___ Kutipan Teks

Ahad 05 Nov 2017 09:43 WIB

Berjualan dengan Bersedekah Ala Naya Slime

Almeyda Nayara Alzier (tengah) memperagakan pembuatan slime dalam workshop membuat slime di Kidzania Jakarta, akhir pekan lalu.
Foto: Karta Raharja Ucu/ Republika
Almeyda Nayara Alzier (tengah) memperagakan pembuatan slime dalam workshop membuat slime di Kidzania Jakarta, akhir pekan lalu.

REPUBLIKA.CO.ID, "Sedekah itu bukan empat dikurang dua sama dengan dua. Dengan sedekah nanti rezeki kita akan ditambah. Jadi bagi teman-teman yang membeli slime berarti juga ikut bersedekah," ucap Almeyda Nayara Alzier, selebgram dan youtubers dalam workshop membuat slime di Kidzania Jakarta, akhir pekan lalu.

Menjadi pengusaha dengan omzet puluhan juta rupiah, tidak membuat Naya lupa membagikan rezekinya kepada yang membutuhkan. Ia pun mengusung tagline 'berjualan dengan sedekah', yakni Naya selalu menyedekahkan sebagian penghasilannya untuk umat.

Naya bercerita awal mula menyedekahkan sebagian penghasilannya. Ketika sedang mengaji di mushala dekat rumahnya, Naya melihat Iqra dan Juz Amma sudah banyak yang rusak. "Jadi saya bilang ke mama, bagaimana kalau uang hasil jual slime disedekahin untuk beli Iqra," ucap Naya.

Siapa sangka, bisnis slime milik Naya yang dirintis sejak 2015 kini mulai menggurita dan memiliki penghasilan yang membuat isi kantong anak 10 tahun ini menggelembung. Omzet bisnis slime milik Naya mencapai Rp 60 juta per bulan.

Didampingi sang mama, Naya merawikan awal mula merintis bisnis slime. Naya mengaku mulai mencoba membuat mainan bertekstruk kenyal itu sejak kelas 3 SD. "Awalnya melihat kakak kelas membawa sliem," kata Naya membuka cerita.

Karena penasaran, Naya mencari turorial membuat slime di Youtube. "Setelah pulang sekolah saya langsung browsing di Youtube cara membuat slime. Lalu bereksperimen," ujar Naya.

Naya mengaku suka membuat dan berbisnis slime karena mainan berupa jelly itu sesuatu yang lucu. "Waktu itu belum ada mainan seunik itu pokoknya unik," ucap Naya.

______
___ Entri Hasil Ekstraksi

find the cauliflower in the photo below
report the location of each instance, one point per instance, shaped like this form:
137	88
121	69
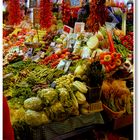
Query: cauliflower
34	118
49	96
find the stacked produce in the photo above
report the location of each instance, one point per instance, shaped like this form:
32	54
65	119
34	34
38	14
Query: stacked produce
98	15
59	75
117	96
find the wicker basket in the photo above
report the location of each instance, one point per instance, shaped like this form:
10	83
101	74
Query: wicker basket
112	114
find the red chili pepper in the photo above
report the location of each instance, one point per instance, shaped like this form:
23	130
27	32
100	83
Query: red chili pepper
128	38
112	66
115	55
125	42
112	48
107	69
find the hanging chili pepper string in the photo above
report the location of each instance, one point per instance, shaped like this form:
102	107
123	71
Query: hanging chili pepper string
46	15
15	16
98	15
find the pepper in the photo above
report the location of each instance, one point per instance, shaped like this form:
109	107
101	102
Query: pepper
118	62
112	48
112	66
125	42
107	68
115	55
107	58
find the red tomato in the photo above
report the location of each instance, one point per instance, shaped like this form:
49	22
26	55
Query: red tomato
65	50
67	53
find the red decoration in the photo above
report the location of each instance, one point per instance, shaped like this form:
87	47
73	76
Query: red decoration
98	15
46	15
15	16
66	12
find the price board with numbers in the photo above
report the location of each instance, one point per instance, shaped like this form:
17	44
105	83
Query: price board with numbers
32	3
36	16
76	3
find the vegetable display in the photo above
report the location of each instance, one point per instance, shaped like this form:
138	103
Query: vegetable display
49	75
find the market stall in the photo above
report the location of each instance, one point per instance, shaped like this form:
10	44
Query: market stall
59	78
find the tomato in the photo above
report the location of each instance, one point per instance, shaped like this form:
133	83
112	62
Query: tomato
65	50
67	53
62	56
112	66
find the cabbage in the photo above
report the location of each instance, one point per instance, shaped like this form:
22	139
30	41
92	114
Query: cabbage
33	103
56	112
80	97
34	118
49	96
86	52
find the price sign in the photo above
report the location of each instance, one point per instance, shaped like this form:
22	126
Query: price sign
32	3
75	3
36	16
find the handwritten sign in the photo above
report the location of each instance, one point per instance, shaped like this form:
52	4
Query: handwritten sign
75	3
36	16
32	3
67	29
79	27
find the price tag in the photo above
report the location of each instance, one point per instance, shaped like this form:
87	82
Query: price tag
15	49
76	3
67	29
79	27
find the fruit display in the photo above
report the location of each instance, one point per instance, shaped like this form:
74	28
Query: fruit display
49	76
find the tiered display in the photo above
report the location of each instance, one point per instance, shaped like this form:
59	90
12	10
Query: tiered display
50	75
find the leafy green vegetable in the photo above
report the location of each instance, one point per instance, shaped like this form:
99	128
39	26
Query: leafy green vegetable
33	103
34	118
49	96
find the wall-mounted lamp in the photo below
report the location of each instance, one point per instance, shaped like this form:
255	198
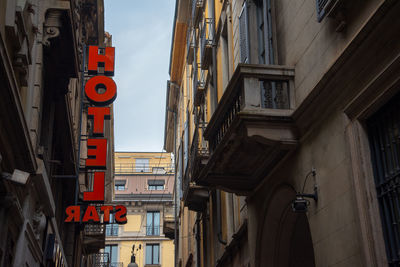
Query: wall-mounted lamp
18	176
300	204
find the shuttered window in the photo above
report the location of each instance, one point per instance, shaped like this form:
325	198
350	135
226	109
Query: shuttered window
244	35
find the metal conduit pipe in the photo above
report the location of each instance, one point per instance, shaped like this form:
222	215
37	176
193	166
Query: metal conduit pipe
219	219
214	101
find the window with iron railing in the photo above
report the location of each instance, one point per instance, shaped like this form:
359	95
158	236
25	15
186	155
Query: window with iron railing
142	165
112	251
120	185
156	184
153	223
112	228
384	135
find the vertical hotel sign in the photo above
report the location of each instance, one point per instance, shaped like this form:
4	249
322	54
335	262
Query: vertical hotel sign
100	91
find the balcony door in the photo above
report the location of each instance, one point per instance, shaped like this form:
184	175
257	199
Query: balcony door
153	223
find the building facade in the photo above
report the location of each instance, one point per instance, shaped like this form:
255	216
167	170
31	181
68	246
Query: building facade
42	144
144	183
283	117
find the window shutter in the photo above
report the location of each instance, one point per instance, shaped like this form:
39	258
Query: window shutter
244	35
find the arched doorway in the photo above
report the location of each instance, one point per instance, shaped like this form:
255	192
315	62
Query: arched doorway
284	238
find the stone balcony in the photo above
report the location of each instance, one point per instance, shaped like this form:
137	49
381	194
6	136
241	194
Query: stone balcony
252	129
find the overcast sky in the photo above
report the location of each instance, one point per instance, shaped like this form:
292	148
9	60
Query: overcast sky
141	32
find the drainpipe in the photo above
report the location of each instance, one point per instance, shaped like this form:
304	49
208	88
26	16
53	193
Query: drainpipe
176	188
214	103
219	217
198	239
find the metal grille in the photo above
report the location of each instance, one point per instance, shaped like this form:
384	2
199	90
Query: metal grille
243	33
275	94
384	134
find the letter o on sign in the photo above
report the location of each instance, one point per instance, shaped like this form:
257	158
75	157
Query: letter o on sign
101	90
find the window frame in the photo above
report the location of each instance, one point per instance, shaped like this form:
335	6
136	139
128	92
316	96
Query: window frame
158	259
154	228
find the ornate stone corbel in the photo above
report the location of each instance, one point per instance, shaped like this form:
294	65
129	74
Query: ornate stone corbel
38	221
52	25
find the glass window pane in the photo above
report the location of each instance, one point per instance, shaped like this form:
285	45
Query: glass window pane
156	230
156	254
149	225
142	165
149	254
114	254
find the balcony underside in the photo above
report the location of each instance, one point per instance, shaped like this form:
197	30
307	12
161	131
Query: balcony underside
196	197
255	143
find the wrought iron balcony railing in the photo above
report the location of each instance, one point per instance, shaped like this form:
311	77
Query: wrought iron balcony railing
252	128
131	168
206	42
271	93
199	85
112	229
101	259
197	11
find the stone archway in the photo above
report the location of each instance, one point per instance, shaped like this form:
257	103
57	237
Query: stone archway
284	238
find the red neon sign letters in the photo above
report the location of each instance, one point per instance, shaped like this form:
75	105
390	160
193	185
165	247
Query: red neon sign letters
101	91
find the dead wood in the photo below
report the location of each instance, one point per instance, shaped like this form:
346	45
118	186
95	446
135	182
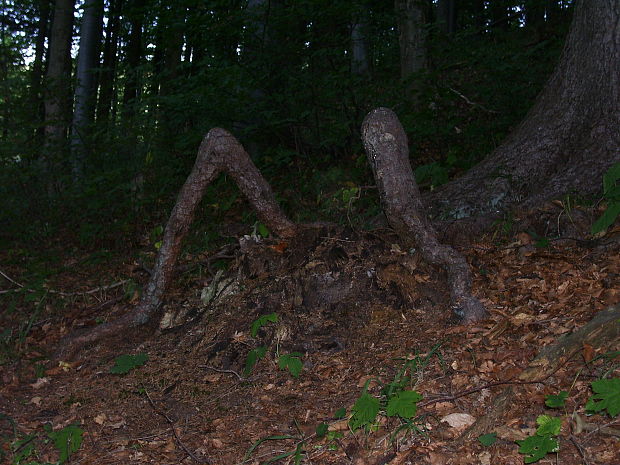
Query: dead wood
603	331
219	152
387	150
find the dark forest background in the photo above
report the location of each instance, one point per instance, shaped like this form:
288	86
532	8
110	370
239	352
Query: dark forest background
103	104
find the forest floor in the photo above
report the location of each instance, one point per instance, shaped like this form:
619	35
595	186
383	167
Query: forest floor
360	313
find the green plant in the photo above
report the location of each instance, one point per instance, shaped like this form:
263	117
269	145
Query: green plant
67	440
125	363
611	193
544	441
291	362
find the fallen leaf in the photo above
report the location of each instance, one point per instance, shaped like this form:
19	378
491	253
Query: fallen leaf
588	352
39	383
459	420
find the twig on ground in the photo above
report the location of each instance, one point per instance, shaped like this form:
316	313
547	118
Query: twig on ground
473	104
174	431
61	293
219	370
579	449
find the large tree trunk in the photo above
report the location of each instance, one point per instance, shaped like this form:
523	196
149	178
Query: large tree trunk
568	139
412	30
85	88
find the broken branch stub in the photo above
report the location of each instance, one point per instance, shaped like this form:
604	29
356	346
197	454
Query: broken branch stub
218	152
387	150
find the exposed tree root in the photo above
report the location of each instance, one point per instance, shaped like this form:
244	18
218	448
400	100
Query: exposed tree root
387	149
219	152
603	331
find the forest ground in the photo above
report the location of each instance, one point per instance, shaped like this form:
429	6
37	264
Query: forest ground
187	404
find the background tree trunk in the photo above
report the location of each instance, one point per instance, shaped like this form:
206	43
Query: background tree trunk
108	70
568	139
57	94
87	62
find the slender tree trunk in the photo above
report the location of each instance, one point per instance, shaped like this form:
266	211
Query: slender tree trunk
37	65
108	72
133	53
411	17
57	85
87	62
568	139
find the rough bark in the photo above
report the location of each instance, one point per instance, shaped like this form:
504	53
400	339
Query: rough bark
107	72
85	88
388	154
568	139
359	53
219	152
57	96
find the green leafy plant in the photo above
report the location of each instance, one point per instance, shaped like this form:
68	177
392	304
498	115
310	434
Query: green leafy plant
292	363
488	439
262	321
556	400
606	397
125	363
611	193
253	357
544	441
67	440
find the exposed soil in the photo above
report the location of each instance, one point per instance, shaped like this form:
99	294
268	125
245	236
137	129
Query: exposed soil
357	307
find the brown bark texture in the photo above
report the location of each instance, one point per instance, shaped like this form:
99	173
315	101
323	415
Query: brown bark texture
388	154
219	152
568	139
57	89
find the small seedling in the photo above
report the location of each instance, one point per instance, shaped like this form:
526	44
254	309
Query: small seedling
488	439
262	321
606	397
611	193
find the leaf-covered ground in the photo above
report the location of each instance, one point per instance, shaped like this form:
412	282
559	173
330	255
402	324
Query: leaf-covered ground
359	311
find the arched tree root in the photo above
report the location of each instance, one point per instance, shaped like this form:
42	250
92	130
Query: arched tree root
219	152
387	150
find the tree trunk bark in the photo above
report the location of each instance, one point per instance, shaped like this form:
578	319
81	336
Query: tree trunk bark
37	65
107	74
568	139
388	154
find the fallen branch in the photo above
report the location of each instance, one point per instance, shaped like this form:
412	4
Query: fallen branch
61	293
174	431
219	152
387	150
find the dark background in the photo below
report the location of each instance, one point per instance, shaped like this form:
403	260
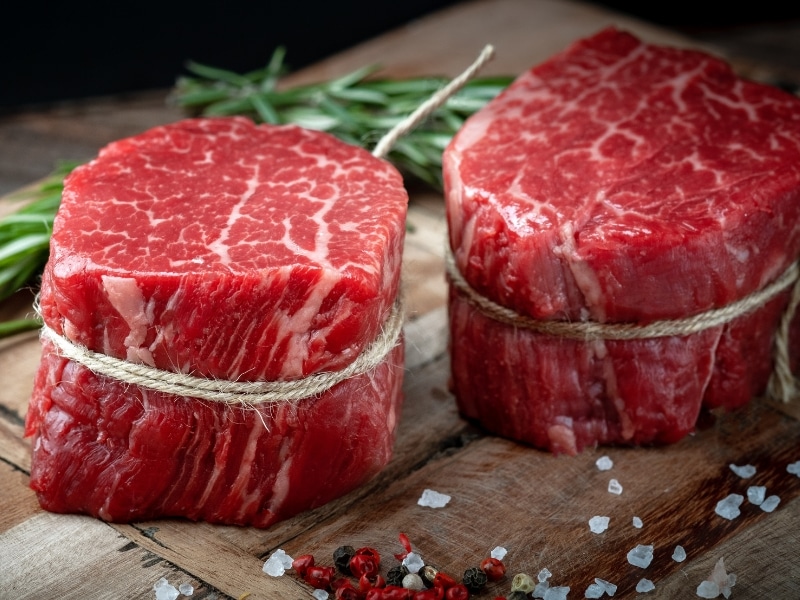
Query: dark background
76	50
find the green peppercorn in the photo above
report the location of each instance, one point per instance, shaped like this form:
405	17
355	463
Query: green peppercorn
522	582
475	579
341	558
395	575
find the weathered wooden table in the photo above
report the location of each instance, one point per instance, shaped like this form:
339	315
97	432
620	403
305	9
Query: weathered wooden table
534	504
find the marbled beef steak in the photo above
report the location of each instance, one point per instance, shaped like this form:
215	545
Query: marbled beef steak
229	251
619	182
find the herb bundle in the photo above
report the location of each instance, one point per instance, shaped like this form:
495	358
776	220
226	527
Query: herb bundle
355	108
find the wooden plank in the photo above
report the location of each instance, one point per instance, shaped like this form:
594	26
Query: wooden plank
538	507
75	557
503	493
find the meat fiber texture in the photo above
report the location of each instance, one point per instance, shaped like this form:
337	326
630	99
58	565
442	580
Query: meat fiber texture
619	182
229	251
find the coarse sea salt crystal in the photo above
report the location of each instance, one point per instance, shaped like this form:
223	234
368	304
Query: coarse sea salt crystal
540	590
557	593
608	587
160	583
433	499
720	582
728	507
604	463
641	556
756	494
770	504
413	562
708	589
277	564
598	524
744	471
594	591
165	591
679	555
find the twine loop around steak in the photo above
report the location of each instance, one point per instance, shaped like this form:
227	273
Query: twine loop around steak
782	384
231	392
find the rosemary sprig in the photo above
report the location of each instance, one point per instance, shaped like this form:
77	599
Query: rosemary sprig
25	234
354	108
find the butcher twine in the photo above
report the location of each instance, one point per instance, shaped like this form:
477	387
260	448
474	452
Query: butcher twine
262	392
782	383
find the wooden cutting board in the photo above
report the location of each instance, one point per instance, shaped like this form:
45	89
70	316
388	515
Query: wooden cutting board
502	494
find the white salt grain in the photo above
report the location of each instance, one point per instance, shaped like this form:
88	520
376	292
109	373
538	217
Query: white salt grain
165	591
708	589
679	555
770	503
744	471
728	507
556	593
433	499
756	494
412	581
413	562
594	591
604	463
641	556
598	524
720	582
608	587
277	563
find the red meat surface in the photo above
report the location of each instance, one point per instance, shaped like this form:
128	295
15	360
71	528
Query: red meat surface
230	251
619	182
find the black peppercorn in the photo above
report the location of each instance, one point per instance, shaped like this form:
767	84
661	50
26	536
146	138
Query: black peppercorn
395	575
427	573
341	558
475	579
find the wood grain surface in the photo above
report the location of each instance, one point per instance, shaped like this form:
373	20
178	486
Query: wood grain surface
534	504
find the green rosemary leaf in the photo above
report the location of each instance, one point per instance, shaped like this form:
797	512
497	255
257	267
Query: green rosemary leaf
9	328
352	78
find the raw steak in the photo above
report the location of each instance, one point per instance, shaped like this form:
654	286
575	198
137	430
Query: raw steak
228	251
619	182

______

Tugas yang Dikerjakan
1. Salin bagian teks tentang bisnis slime Naya dari "Naya bercerita awal" sampai "juta per bulan.".
2. Terjemahkan kalimat "Omzet bisnis slime milik Naya mencapai Rp 60 juta per bulan." dari teks tentang bisnis slime Naya ke dalam bahasa Inggris.

Jawaban Tugas
1.
Naya bercerita awal mula menyedekahkan sebagian penghasilannya. Ketika sedang mengaji di mushala dekat rumahnya, Naya melihat Iqra dan Juz Amma sudah banyak yang rusak. "Jadi saya bilang ke mama, bagaimana kalau uang hasil jual slime disedekahin untuk beli Iqra," ucap Naya.

Siapa sangka, bisnis slime milik Naya yang dirintis sejak 2015 kini mulai menggurita dan memiliki penghasilan yang membuat isi kantong anak 10 tahun ini menggelembung. Omzet bisnis slime milik Naya mencapai Rp 60 juta per bulan.

2. The turnover of Naya's slime business reaches Rp 60 million per month.